### PASSAGE
--- Begin ---

Interest expense. Interest expense decreased $528,000, or 18.4%, for the three months ended March 31, 2011, compared to the same period in the prior year. This decline in interest expense can be attributed to decreases in interest incurred on deposits and other borrowings of $448,000 and $81,000, respectively. This reduction in interest cost was primarily attributable to the reduction of the rate paid on interest-bearing liabilities of 59 basis points when comparing the two quarters.
Interest incurred on deposits, the largest component of the Company’s interest-bearing liabilities, declined $448,000, or 18.0%, for the three months ended March 31, 2011, compared to the same period in the prior year. This decrease was attributed to a decline in average rate paid on deposits of 1.62% for the three months ended March 31, 2011 from 2.19% for the same period in the prior year. The improvement in interest cost due to rate was partially offset by an increase in the average balance of interest-bearing deposits of $49.3 million, or 10.7%, to $509.8 million for the three months ended March 31, 2011, compared to $460.5 million for the same period in the prior year. This increase is reflected in the quarterly rate volume report presented below depicting the cost decrease associated with interest-bearing liabilities. The Company diligently monitors the interest rates on its products as well as the rates being offered by its competition and utilizing rate surveys to minimize total interest expense.
Interest incurred on borrowed funds, declined by $80,000, for the three months ended March 31, 2011, compared with the same period in the prior year. This decline was primarily attributable to a reduction of $81,000 in interest paid on FHLB advances when compared to March 31, 2011.

 

24


Table of Contents

Provision for loan losses. The provision for loan losses represents the charge to income necessary to adjust the allowance for loan losses to an amount that represents management’s assessment of the estimated probable incurred credit losses inherent in the loan portfolio. Each quarter management performs a review of estimated probable incurred credit losses in the loan portfolio. Based on this review, a provision for loan losses of $865,000 was recorded for the quarter ended March 31, 2011 compared to $439,000 for the quarter ended March 31, 2010. The provision for loan losses was higher for the current quarter due to increases in net charge-offs, increases in nonperforming and delinquent loans and the current distressed state of the economy. Nonperforming loans were $22.0 million, or 5.9% of total loans at March 31, 2011 compared with $18.1 million, or 5.0% at March 31, 2010. Net charge-offs were $401,000 for the quarter ended March 31, 2011 compared with $97,000 for the quarter ended March 31, 2010. Total loans were $376.5 million at March 31, 2011 compared with $359.7 million at March 31, 2010.
Non-interest income. Non-interest income increased $90,000 for the three-month period of 2011 over the comparable 2010 period. This increase was the result of increased revenue from investment services and safe deposit box rent. Partial offsets are related to decreases in check order fees and credit card interchange charges.

--- End ---

### RECORD EXTRACTS
--- Begin ---

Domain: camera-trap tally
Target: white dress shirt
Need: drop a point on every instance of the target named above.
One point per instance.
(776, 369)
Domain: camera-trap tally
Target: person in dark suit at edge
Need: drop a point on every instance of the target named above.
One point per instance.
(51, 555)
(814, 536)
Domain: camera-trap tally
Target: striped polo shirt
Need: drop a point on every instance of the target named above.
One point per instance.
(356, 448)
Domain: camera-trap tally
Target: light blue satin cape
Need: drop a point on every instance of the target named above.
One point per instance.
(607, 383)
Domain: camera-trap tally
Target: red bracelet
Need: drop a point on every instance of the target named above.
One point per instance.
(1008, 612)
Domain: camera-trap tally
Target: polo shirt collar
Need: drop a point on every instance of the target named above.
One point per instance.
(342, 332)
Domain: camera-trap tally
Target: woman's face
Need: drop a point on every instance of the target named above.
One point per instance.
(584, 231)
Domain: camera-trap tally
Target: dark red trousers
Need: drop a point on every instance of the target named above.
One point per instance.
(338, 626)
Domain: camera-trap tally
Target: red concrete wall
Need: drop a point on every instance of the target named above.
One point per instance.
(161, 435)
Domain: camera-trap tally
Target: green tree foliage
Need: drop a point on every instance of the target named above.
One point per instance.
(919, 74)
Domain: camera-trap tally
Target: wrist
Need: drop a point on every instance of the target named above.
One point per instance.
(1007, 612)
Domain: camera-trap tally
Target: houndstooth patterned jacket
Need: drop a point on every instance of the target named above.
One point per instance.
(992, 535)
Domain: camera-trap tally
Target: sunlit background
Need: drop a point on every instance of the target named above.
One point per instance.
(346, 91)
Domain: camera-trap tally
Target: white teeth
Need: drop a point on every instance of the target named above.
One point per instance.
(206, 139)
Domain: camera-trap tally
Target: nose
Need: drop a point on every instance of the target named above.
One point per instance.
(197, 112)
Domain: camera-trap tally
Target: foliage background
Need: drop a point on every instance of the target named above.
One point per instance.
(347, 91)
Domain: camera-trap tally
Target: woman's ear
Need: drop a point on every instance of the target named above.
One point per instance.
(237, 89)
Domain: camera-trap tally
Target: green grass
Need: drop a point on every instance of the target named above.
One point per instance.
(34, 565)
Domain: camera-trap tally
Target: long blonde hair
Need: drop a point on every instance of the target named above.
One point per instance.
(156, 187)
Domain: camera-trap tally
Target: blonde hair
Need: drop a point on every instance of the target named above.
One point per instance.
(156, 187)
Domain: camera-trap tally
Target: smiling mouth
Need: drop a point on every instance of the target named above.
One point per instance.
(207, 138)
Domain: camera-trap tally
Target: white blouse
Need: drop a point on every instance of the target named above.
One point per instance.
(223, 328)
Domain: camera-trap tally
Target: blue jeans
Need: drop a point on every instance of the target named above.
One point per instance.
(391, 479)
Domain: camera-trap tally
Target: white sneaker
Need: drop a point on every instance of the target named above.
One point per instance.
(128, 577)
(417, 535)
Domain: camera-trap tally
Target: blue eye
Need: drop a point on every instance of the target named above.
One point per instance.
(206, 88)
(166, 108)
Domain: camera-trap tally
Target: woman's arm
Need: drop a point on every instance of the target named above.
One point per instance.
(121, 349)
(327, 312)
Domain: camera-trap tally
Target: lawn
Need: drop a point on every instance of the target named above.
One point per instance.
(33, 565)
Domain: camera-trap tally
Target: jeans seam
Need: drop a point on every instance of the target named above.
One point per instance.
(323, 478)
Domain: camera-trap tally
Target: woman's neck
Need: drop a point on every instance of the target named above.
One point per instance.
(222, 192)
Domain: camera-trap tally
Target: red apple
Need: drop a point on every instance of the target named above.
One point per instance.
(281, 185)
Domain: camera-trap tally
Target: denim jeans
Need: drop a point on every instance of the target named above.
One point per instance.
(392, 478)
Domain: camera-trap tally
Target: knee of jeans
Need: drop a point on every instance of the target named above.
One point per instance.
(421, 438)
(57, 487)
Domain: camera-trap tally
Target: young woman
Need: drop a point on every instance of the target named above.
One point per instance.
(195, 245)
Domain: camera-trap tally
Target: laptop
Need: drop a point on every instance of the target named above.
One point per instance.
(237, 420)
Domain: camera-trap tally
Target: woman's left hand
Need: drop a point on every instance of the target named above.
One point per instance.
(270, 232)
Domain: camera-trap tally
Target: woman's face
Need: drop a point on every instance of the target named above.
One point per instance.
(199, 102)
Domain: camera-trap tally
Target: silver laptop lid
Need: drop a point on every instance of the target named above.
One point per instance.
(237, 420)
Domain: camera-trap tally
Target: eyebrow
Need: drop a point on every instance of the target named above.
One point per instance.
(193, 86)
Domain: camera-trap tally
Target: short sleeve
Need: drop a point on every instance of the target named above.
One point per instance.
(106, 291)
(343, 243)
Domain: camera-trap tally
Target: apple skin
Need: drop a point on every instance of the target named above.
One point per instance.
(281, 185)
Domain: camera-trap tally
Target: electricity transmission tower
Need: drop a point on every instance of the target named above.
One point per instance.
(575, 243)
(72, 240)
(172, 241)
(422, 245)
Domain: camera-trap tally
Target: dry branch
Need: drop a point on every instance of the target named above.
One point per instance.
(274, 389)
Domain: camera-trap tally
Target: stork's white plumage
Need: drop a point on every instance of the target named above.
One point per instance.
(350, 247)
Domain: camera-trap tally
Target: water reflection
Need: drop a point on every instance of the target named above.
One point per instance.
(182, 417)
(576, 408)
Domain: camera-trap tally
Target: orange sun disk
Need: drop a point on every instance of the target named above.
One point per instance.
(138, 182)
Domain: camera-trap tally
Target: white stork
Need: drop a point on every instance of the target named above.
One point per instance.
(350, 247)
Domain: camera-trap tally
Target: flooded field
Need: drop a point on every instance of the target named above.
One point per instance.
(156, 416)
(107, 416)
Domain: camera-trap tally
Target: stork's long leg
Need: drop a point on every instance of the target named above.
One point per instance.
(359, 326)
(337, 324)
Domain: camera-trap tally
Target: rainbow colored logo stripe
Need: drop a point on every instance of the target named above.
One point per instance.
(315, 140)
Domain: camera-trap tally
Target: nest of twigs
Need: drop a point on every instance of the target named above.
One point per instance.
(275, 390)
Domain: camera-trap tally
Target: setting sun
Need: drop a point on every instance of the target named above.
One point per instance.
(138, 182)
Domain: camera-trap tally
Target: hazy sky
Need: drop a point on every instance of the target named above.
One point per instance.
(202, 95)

--- End ---

### COMPLETE THE FOLLOWING
(A) In the financial report excerpt, what provision for loan losses was recorded for the quarter ended March 31, 2011?
(B) Write the next part of the financial report excerpt, starting right after its last sentence.

### RESPONSES FOR EACH TASK
(A) $865,000

(B)
Non-interest expense. Non-interest expense of $3.7 million for the first quarter of 2011 was 4.1%, or $147,000, higher than the first quarter of 2010. The increase in salaries and employee benefits of $179,000 is primarily attributable to the sustained growth of the Company and a 32.3% increase in employee health insurance premiums. FDIC premiums continue to increase and are $23,000 higher than they were for the same quarter last year. The gain on the sale of other real estate owned is $20,000 compared to a loss of $121,000 in the comparable 2010 period. Included in this total is the Company’s non-bank asset resolution subsidiary EMORECO which had $37,000 in loan and other real estate owned expenses as of March 31, 2011.
Provision for income taxes. The Company recognized $145,000 in income tax expense, which reflected an effective tax rate of 12.6% for the three months ended March 31, 2011, as compared to $22,000 with an effective tax rate of 3.3% for the respective 2010 period. The increase in the tax provision can be attributed to an increase in income before taxes of $480,000 or 72.0% when compared to the same quarter in the prior year.
CRITICAL ACCOUNTING ESTIMATES
The Company’s critical accounting estimates involving the more significant judgments and assumptions used in the preparation of the consolidated financial statements as of March 31, 2011, have remained unchanged from December 31, 2010.
Average Balance Sheet and Yield/Rate Analysis. The following table sets forth, for the periods indicated, information concerning the total dollar amounts of interest income from interest-earning assets and the resultant average yields, the total dollar amounts of interest expense on interest-bearing liabilities and the resultant average costs, net interest income, interest rate spread and the net interest margin earned on average interest-earning assets. For purposes of this table, average balances are calculated using monthly averages and the average loan balances include non-accrual loans and exclude the allowance for loan losses, and interest income includes accretion of net deferred loan fees. Interest and yields on tax-exempt securities (tax-exempt for federal income tax purposes) are shown on a fully tax equivalent basis utilizing a federal tax rate of 34%. Yields and rates have been calculated on an annualized basis utilizing monthly interest amounts.

 

25


Table of Contents

                                                 
    For the Three Months Ended March 31,  
    2011     2010  
    Average           Average     Average           Average  
(Dollars in thousands)   Balance     Interest     Yield/Cost     Balance     Interest     Yield/Cost  
 
                                               
Interest-earning assets:
                                               
Loans receivable
  $ 373,916     $ 5,301       5.75 %   $ 356,239     $ 5,097       5.80 %
Investment securities (3)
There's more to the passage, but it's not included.